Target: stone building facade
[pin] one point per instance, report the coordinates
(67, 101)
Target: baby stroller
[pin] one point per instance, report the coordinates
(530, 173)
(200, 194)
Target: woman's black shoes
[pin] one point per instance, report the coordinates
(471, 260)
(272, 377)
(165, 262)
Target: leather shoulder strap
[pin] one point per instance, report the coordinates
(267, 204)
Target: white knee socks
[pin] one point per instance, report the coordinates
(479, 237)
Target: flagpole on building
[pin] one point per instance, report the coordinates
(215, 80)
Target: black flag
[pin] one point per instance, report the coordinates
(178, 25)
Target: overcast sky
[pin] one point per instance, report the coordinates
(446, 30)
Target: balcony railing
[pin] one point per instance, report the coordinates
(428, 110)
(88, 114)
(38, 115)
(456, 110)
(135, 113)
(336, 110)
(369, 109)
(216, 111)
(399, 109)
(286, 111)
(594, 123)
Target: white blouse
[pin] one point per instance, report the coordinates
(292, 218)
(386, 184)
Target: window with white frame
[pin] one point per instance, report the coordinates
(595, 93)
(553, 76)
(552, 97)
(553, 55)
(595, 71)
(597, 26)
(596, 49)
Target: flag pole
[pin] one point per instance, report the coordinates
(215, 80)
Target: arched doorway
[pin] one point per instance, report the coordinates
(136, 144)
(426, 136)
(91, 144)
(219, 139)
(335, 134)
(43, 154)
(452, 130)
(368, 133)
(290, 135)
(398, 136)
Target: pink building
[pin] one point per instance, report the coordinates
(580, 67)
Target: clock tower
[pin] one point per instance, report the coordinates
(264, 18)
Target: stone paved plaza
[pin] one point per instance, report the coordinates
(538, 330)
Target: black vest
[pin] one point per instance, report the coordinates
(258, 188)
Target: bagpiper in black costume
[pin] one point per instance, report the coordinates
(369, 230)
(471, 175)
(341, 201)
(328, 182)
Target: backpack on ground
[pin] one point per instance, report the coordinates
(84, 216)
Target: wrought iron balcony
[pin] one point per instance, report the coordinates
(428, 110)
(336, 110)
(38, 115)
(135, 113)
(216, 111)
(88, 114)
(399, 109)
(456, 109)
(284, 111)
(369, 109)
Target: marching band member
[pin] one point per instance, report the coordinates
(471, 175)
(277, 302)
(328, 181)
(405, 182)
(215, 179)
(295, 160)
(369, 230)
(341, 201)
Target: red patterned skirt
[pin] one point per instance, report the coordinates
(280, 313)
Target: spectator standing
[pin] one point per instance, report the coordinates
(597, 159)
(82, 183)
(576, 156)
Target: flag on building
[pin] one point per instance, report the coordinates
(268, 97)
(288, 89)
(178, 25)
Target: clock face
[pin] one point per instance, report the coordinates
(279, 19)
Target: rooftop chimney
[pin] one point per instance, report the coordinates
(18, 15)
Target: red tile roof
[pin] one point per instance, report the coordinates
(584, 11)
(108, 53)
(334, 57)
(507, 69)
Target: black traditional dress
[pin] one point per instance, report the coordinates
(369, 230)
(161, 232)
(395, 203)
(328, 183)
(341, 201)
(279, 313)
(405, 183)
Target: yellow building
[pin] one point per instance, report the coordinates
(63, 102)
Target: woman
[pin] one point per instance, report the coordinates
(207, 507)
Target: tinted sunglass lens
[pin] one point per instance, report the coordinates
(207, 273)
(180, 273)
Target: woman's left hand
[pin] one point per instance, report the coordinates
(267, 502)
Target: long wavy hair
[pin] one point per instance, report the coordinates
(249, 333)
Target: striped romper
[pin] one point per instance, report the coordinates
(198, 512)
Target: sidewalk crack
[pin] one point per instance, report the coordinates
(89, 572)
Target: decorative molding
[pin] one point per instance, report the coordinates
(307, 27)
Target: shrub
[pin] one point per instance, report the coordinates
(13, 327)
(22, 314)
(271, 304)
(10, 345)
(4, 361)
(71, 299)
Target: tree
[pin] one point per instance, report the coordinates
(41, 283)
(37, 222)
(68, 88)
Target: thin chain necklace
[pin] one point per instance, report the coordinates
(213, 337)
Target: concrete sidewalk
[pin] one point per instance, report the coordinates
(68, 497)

What is needed:
All lines of the entries containing the string "building" must be shown in full.

Written solution:
Target: stone building facade
Target: flagpole on building
Target: pink building
Target: flag on building
Target: yellow building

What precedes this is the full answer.